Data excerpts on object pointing

* START *

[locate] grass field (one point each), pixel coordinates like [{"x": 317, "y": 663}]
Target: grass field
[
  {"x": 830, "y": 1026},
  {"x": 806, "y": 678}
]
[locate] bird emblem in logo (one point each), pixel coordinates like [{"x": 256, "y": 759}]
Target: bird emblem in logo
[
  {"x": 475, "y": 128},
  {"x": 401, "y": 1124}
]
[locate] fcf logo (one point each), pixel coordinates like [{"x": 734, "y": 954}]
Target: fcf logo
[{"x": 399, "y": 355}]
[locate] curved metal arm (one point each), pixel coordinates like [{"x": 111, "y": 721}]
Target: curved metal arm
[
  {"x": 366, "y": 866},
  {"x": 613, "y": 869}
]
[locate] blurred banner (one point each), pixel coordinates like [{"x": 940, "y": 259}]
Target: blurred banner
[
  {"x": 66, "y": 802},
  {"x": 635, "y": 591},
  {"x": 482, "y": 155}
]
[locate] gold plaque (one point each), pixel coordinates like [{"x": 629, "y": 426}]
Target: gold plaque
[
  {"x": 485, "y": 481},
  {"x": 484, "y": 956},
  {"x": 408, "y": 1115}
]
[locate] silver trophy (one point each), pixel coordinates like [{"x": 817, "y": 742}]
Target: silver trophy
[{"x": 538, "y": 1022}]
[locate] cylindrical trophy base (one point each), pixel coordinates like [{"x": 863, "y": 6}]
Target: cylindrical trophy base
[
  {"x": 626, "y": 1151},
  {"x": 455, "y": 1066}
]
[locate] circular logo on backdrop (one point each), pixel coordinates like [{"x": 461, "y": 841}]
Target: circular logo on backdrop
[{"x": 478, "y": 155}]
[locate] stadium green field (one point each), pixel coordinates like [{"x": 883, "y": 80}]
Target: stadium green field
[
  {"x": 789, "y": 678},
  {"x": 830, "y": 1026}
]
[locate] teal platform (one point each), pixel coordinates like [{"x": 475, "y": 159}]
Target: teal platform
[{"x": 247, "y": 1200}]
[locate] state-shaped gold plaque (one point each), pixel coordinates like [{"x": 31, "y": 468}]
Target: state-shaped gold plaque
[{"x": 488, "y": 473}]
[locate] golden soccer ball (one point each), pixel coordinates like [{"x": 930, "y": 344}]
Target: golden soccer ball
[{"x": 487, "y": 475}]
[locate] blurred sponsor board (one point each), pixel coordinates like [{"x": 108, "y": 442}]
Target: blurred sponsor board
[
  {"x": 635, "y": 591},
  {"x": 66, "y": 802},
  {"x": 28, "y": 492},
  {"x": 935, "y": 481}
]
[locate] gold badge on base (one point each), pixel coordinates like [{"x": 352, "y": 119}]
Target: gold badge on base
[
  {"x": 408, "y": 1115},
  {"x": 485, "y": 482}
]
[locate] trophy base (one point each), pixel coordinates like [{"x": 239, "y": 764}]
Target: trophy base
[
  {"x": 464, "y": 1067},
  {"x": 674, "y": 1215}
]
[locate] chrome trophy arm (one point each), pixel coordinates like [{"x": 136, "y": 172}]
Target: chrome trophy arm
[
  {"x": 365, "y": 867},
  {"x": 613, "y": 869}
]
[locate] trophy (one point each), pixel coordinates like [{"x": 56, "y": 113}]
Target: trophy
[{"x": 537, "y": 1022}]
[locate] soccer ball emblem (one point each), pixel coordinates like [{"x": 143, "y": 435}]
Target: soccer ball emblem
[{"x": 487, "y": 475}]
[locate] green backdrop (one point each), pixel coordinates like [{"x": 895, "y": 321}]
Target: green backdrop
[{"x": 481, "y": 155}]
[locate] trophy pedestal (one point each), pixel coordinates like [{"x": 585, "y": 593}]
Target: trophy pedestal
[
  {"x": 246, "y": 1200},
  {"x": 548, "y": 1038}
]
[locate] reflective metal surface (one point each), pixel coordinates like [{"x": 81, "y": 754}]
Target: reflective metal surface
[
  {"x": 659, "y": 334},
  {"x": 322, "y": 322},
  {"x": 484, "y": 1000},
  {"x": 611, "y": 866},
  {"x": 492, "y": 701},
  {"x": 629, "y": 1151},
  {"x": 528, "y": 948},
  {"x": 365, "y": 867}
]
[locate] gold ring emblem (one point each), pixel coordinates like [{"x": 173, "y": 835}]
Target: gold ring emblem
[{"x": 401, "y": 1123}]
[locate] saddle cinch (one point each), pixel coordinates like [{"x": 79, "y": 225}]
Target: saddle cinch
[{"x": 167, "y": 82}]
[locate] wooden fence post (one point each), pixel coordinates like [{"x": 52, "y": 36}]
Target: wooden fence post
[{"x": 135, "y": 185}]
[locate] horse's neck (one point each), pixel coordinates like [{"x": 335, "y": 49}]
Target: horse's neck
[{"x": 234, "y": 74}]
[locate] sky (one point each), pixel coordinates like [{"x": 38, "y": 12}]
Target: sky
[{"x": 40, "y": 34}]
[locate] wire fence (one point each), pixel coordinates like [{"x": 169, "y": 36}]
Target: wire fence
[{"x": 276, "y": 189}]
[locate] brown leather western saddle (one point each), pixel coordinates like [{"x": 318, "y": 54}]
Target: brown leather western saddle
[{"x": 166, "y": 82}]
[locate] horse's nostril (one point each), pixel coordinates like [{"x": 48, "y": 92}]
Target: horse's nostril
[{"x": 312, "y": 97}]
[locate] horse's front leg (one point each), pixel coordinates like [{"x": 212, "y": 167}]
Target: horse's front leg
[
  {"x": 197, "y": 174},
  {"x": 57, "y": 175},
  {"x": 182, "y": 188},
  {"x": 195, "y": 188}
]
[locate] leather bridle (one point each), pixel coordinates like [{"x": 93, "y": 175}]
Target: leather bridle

* END *

**Objective**
Copy out, line for line, everything in the data above from the line containing "[locate] leather bridle" down to the end of the data.

**Exercise output**
[locate] leather bridle (one point each), pixel coordinates like [{"x": 93, "y": 175}]
Target: leather bridle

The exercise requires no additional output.